Sugar Consumption: Examining the Bend in the Trend

The long-term outlook for sugar consumption is often a consideration in a sugar company’s strategic planning. In this article, we ask what a simple, base-case, ‘business as usual’ scenario for future global sugar consumption growth should look like these days. Our current view is that it shouldn´t be much more than 1.0%.

A Tale of Two Trends

An analysis of annual global sugar consumption since 2000/01 is not very eye-catching on first examination, but it gets a little more interesting when we add two trend lines for the data covering the first ten years and the final ten years of the series (see Figure 2).

Sugar_webarticle_Fig1

These trend lines depict very different rates of growth. For the first ten years, the annual growth trend is 2.5%. For the last ten years, it is just 1.0% per year. This hasn’t occurred in a controlled environment – the real world is messy and complicated. So at least a couple of issues need more scrutiny.

The first issue is whether data from 2019/20 and 2020/21 should be included in any evaluation of the trend in recent years, as the Covid-19 pandemic impacted consumption of many foods, including sugar.

It’s a fair point. The pandemic created a negative shock to incomes (see Figure 3). It also affected purchasing and consumption patterns. Removing 2019/20 and 2020/21 data, the trend annual growth rate for the years 2011/12 to 2018/19 is 1.3%.

## Dataset entries
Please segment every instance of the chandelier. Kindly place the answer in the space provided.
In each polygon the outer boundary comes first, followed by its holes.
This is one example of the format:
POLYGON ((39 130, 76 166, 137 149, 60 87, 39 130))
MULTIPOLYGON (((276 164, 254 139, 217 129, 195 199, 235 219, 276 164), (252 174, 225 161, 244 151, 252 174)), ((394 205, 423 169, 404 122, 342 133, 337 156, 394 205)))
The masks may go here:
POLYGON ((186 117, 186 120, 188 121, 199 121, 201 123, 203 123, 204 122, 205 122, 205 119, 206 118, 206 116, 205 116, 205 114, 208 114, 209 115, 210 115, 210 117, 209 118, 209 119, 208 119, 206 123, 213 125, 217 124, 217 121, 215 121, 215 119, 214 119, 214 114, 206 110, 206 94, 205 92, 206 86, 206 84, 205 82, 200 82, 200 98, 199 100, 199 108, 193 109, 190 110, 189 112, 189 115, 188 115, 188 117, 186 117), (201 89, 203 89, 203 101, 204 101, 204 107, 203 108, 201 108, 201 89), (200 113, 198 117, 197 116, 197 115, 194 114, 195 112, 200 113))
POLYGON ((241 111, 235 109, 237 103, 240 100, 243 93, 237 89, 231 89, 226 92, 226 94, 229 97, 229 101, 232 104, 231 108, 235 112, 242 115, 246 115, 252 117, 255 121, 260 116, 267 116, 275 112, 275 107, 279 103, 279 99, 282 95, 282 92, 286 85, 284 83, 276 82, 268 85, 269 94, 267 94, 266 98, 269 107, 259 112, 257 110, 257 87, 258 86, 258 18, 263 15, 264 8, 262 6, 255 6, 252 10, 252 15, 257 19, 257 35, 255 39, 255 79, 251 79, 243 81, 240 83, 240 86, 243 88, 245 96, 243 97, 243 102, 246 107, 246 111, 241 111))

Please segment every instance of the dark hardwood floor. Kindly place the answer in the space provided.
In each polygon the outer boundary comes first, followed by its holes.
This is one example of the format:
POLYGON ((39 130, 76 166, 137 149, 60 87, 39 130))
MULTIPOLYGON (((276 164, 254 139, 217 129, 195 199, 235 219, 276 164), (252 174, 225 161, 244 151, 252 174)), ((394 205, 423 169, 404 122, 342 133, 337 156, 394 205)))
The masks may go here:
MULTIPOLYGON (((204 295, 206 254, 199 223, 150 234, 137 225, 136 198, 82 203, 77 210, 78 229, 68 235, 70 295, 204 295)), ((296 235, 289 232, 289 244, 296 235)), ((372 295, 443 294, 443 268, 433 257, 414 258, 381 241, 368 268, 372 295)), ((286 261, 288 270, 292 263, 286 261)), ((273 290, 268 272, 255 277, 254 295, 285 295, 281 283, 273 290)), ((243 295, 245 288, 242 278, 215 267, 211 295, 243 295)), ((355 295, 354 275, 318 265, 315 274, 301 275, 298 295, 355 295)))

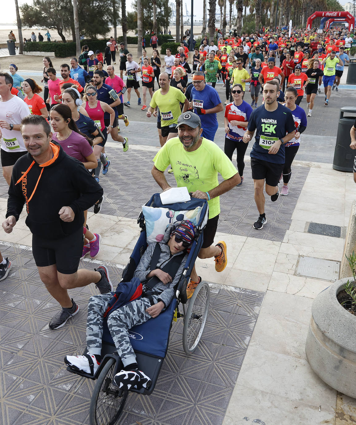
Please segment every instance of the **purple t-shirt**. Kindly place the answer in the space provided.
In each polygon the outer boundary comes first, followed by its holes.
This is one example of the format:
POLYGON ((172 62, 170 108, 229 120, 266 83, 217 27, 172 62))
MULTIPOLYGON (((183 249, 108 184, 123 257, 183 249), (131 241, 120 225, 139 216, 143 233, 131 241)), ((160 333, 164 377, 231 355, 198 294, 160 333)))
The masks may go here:
POLYGON ((57 132, 52 136, 52 140, 62 146, 63 150, 70 156, 78 159, 81 162, 87 162, 87 157, 93 153, 93 148, 83 136, 72 131, 72 134, 64 140, 57 138, 57 132))

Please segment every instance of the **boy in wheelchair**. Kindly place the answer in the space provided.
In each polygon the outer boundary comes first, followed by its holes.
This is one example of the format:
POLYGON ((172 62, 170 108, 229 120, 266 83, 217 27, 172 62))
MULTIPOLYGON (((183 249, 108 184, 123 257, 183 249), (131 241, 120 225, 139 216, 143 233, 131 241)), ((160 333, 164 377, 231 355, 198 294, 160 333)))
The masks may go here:
MULTIPOLYGON (((150 377, 138 368, 128 331, 151 317, 157 317, 170 303, 175 296, 174 286, 179 281, 188 258, 186 248, 193 242, 195 232, 194 225, 188 221, 170 226, 159 243, 161 253, 153 269, 152 258, 157 244, 149 244, 134 274, 134 277, 138 278, 142 284, 142 297, 122 306, 107 316, 107 326, 124 366, 123 370, 114 377, 115 383, 120 388, 148 388, 151 384, 150 377), (161 269, 177 256, 181 260, 175 275, 171 276, 161 269), (155 280, 150 285, 149 280, 152 278, 155 280)), ((178 260, 173 261, 177 264, 178 260)), ((112 298, 112 293, 94 295, 90 298, 87 320, 88 353, 66 356, 65 363, 72 368, 92 375, 95 374, 102 360, 103 317, 112 298)))

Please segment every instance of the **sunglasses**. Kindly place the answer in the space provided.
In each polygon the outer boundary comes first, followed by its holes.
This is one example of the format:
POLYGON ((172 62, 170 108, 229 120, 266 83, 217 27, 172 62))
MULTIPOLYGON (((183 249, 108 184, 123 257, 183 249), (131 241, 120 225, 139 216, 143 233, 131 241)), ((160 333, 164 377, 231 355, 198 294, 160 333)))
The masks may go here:
POLYGON ((184 248, 188 248, 189 245, 192 244, 191 242, 186 242, 185 241, 183 241, 183 239, 182 239, 180 236, 178 236, 177 235, 174 235, 174 238, 177 244, 180 244, 181 242, 182 242, 183 243, 183 245, 184 248))

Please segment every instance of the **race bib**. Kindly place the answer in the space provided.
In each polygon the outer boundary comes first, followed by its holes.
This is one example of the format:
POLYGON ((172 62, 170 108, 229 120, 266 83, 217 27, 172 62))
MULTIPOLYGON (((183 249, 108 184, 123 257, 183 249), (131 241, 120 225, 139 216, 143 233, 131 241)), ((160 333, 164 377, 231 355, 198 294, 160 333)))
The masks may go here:
POLYGON ((196 99, 193 99, 193 108, 201 108, 203 109, 203 101, 198 100, 196 99))
POLYGON ((3 139, 5 146, 8 149, 12 150, 13 149, 18 149, 20 148, 20 144, 16 137, 13 139, 5 139, 3 137, 3 139))
POLYGON ((95 123, 95 125, 100 130, 102 130, 102 127, 101 124, 100 123, 100 119, 95 119, 94 120, 94 122, 95 123))
POLYGON ((173 114, 171 111, 168 112, 161 112, 161 116, 164 121, 169 121, 170 119, 173 119, 173 114))
POLYGON ((260 146, 264 149, 269 149, 274 142, 278 140, 278 137, 271 137, 270 136, 262 136, 261 134, 260 136, 260 146))

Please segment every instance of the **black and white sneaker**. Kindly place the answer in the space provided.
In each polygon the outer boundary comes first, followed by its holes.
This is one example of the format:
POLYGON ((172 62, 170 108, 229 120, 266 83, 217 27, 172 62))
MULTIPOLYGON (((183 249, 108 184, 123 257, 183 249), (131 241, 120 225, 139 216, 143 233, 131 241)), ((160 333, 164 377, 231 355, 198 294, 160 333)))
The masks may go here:
POLYGON ((278 190, 277 191, 277 193, 275 193, 274 195, 271 195, 271 200, 272 202, 275 202, 275 201, 278 199, 278 196, 280 196, 280 182, 278 182, 278 184, 277 185, 277 188, 278 190))
POLYGON ((260 217, 257 219, 257 221, 253 224, 254 227, 257 230, 260 230, 263 225, 267 223, 267 218, 265 217, 260 217))
POLYGON ((73 300, 72 298, 73 306, 69 309, 64 309, 56 313, 51 319, 49 326, 51 329, 59 329, 64 326, 67 323, 68 319, 75 316, 79 311, 79 306, 73 300))
POLYGON ((107 294, 113 290, 113 284, 109 277, 109 270, 105 266, 99 266, 97 269, 94 269, 96 272, 99 272, 102 275, 102 278, 97 283, 96 287, 101 294, 107 294))
POLYGON ((105 197, 104 195, 102 196, 102 197, 99 199, 99 202, 97 202, 96 204, 94 204, 94 213, 98 214, 102 210, 102 203, 104 200, 105 199, 105 197))
POLYGON ((0 280, 3 280, 6 278, 12 265, 12 263, 8 260, 7 257, 5 258, 5 261, 6 262, 6 264, 0 264, 0 280))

## Exercise objective
In the article on sugar consumption, what annual growth rate results for 2011/12 to 2018/19 once the 2019/20 and 2020/21 data are removed?

## Result
1.3%